== Data excerpts

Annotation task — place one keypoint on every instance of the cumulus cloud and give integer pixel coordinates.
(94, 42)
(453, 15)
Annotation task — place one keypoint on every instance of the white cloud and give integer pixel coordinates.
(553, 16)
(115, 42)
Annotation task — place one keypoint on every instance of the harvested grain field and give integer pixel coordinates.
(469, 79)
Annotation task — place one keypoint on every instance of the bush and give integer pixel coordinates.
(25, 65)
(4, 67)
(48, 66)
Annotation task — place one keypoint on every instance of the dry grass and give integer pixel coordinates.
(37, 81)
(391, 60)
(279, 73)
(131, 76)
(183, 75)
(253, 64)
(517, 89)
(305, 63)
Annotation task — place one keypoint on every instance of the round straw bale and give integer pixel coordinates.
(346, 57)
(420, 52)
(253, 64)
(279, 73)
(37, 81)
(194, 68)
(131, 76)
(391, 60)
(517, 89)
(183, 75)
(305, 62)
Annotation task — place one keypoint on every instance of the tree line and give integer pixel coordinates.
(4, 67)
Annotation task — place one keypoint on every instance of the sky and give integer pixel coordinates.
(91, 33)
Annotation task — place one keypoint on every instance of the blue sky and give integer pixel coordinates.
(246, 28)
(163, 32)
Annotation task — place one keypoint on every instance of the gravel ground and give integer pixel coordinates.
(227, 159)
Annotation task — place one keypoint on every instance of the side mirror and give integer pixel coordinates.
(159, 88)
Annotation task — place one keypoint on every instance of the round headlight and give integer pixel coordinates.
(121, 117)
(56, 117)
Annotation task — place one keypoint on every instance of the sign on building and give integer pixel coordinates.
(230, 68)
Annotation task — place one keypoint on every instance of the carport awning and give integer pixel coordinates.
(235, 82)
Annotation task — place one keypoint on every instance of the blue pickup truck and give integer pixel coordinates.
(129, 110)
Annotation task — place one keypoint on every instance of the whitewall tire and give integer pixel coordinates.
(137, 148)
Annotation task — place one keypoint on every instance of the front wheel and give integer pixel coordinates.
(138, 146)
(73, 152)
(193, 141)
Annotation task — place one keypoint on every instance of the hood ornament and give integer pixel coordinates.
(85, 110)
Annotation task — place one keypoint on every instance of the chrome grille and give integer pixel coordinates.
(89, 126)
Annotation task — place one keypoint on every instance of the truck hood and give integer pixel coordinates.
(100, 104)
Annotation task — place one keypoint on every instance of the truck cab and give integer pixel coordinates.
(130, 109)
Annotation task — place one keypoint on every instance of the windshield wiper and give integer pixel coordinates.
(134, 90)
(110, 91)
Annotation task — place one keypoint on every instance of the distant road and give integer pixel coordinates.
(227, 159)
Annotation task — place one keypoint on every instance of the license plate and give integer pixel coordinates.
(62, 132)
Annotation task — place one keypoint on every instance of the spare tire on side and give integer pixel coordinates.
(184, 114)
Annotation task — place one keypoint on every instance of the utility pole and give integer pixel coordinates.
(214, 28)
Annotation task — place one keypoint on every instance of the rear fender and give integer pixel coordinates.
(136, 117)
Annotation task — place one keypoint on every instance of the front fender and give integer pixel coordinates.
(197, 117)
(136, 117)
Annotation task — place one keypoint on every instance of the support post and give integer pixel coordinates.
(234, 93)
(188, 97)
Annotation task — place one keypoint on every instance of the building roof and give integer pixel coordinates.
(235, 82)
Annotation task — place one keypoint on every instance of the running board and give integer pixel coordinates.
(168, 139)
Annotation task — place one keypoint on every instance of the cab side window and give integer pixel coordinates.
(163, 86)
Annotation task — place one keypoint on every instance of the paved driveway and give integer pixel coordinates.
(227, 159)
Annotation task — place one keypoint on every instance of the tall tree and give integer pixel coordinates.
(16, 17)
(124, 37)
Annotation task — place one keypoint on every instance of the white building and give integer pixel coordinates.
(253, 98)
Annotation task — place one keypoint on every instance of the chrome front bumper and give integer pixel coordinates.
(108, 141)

====

• [What is needed] Copy out the rows from the line containing "board and give integer pixel coordinates." through the end of the rows, both ends included. Leave every request unchanged and scale each point coordinate by 0.5, rounding to whole numbers with halves going up.

• [Result of this exercise]
Annotation task — place one keypoint on every instance of the running board and give integer pixel coordinates.
(84, 70)
Annotation task — place one keypoint on every instance of the cab side window and give integer pixel coordinates.
(82, 43)
Annotation task — place one keypoint on every instance of the paved driveway and give integer pixel coordinates.
(114, 80)
Annotation task — place one keypoint on every instance of the tall tree and give integer pixel coordinates.
(8, 9)
(62, 19)
Annotation task — place one keypoint on every instance of the white building and give integer pixel coordinates.
(127, 49)
Annotation task — place one keypoint on every instance of the chrome front bumper and give integer pixel coordinates.
(54, 71)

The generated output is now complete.